> WRITTEN REQUEST: Please rewrite the part of the data below that opens with the line containing "Find headphone headband." and closes with the line containing "left=1204, top=319, right=1333, bottom=677", replacing "white tablet" with "silver tablet" and leaving everything else as it is.

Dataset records

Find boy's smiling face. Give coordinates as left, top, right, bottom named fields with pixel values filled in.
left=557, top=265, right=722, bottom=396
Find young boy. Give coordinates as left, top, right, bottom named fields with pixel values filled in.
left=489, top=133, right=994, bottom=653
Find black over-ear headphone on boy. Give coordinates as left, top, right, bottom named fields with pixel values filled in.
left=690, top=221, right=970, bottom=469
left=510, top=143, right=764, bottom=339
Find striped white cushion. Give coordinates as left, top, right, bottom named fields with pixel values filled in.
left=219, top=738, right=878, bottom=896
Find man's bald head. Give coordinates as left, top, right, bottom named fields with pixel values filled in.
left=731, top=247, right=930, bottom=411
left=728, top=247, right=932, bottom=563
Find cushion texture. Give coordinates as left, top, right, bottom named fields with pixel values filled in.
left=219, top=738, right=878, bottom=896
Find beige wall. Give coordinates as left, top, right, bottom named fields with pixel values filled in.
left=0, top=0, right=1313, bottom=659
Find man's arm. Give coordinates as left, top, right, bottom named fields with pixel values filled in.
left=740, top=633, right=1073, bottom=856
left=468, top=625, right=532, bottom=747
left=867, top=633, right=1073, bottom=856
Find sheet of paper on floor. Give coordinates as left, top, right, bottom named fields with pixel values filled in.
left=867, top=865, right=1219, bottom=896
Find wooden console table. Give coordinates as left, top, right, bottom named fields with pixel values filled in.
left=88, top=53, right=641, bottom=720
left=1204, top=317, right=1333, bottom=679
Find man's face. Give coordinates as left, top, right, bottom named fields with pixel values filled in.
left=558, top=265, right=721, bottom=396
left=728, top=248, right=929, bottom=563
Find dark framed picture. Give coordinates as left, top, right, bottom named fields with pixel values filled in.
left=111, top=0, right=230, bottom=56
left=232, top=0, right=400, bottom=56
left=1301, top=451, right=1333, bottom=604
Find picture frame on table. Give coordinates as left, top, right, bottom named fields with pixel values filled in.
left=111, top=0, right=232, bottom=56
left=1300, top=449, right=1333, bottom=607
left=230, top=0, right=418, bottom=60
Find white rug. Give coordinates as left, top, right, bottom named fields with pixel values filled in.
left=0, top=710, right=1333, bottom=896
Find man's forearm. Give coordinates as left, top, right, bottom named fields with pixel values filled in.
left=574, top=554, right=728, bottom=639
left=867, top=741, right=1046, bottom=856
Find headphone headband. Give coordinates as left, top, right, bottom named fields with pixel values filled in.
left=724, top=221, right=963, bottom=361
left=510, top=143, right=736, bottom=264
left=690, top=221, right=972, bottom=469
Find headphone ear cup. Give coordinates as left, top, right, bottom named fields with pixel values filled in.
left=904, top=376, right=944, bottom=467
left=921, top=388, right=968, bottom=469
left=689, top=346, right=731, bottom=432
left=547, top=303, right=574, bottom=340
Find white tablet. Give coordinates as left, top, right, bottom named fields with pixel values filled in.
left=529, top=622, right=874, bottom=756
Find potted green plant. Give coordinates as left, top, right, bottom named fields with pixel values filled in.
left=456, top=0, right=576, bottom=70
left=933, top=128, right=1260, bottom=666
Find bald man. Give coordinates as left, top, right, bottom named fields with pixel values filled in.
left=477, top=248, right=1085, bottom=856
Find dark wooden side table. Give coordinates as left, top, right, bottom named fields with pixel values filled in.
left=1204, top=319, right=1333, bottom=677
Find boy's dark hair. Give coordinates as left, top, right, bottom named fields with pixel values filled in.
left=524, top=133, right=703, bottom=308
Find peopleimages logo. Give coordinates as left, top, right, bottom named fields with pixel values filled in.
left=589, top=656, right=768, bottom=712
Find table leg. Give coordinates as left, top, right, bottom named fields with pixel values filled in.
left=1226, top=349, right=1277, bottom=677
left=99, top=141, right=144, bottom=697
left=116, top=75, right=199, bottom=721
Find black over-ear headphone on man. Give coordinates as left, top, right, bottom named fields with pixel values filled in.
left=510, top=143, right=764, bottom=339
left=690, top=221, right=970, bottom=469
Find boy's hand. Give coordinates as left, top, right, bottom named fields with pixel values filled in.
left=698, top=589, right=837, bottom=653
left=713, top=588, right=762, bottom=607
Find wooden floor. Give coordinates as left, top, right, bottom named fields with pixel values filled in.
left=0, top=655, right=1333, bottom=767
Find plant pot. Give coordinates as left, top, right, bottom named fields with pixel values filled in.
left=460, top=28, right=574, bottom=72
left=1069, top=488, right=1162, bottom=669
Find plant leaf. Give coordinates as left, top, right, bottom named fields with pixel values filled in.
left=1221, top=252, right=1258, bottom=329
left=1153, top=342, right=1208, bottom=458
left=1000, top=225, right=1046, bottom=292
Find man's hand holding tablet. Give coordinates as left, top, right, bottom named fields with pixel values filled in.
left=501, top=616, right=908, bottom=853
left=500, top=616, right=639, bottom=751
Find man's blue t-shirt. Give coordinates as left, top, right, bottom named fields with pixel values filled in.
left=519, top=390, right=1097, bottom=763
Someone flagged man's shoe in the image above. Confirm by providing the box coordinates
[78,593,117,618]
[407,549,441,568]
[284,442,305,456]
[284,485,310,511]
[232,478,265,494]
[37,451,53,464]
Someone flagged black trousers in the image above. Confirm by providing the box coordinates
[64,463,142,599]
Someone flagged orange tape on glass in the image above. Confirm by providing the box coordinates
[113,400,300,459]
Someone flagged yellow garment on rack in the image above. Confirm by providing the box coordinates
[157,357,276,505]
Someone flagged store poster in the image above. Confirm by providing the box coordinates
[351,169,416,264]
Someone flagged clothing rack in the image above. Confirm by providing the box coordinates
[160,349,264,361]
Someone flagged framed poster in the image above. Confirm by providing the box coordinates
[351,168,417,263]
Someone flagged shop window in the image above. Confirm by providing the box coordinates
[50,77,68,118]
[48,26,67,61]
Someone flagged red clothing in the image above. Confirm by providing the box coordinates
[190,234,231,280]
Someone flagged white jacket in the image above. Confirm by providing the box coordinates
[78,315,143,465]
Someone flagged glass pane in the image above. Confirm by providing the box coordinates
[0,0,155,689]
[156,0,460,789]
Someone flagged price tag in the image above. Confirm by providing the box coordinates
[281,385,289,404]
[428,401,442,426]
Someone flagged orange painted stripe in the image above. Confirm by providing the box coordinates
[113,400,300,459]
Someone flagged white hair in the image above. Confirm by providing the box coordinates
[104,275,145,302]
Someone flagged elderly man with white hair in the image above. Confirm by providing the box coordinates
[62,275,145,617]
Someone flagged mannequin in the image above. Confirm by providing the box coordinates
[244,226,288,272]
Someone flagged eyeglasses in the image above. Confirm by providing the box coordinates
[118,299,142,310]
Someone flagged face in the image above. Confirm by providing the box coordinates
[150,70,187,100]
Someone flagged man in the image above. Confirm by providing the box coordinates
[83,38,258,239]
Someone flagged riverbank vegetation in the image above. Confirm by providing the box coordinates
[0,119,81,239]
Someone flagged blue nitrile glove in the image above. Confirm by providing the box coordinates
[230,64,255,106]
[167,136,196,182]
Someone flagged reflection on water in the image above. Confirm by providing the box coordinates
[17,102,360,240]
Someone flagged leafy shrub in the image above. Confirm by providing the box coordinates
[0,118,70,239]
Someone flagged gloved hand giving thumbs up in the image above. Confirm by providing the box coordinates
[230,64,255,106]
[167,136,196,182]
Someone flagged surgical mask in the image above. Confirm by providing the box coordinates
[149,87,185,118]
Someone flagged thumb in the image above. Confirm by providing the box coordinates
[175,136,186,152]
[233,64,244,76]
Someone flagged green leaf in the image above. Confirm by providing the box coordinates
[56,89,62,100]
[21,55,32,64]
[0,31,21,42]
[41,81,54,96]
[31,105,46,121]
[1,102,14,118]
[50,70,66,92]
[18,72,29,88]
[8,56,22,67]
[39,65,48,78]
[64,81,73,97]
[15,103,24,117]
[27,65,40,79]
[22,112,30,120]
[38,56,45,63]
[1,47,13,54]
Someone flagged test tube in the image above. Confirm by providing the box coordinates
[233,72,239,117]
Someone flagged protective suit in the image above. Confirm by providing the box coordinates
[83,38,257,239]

> SOLUTION TO THIS TASK:
Find headphone headband. Give coordinates as left, top, right, bottom named fields with pixel values filled in.
left=724, top=221, right=963, bottom=361
left=510, top=143, right=736, bottom=264
left=690, top=221, right=972, bottom=469
Find headphone ear cup. Give coordinates as left, top, right, bottom named fields with pixel values filled in.
left=904, top=376, right=944, bottom=467
left=921, top=388, right=968, bottom=469
left=689, top=346, right=731, bottom=432
left=547, top=303, right=574, bottom=340
Find silver tablet. Give coordinates as left, top, right, bottom named fields with pixel values filled in.
left=529, top=622, right=874, bottom=756
Find potted green plant. Give coordinates as left, top, right, bottom named fields with pixel values filled in.
left=456, top=0, right=576, bottom=70
left=933, top=128, right=1260, bottom=666
Find bald man. Give coordinates as left, top, right, bottom named fields with pixel values filled in.
left=477, top=248, right=1085, bottom=856
Find dark wooden side table. Give coordinates as left, top, right, bottom named fields with pixel values filled in.
left=1204, top=319, right=1333, bottom=677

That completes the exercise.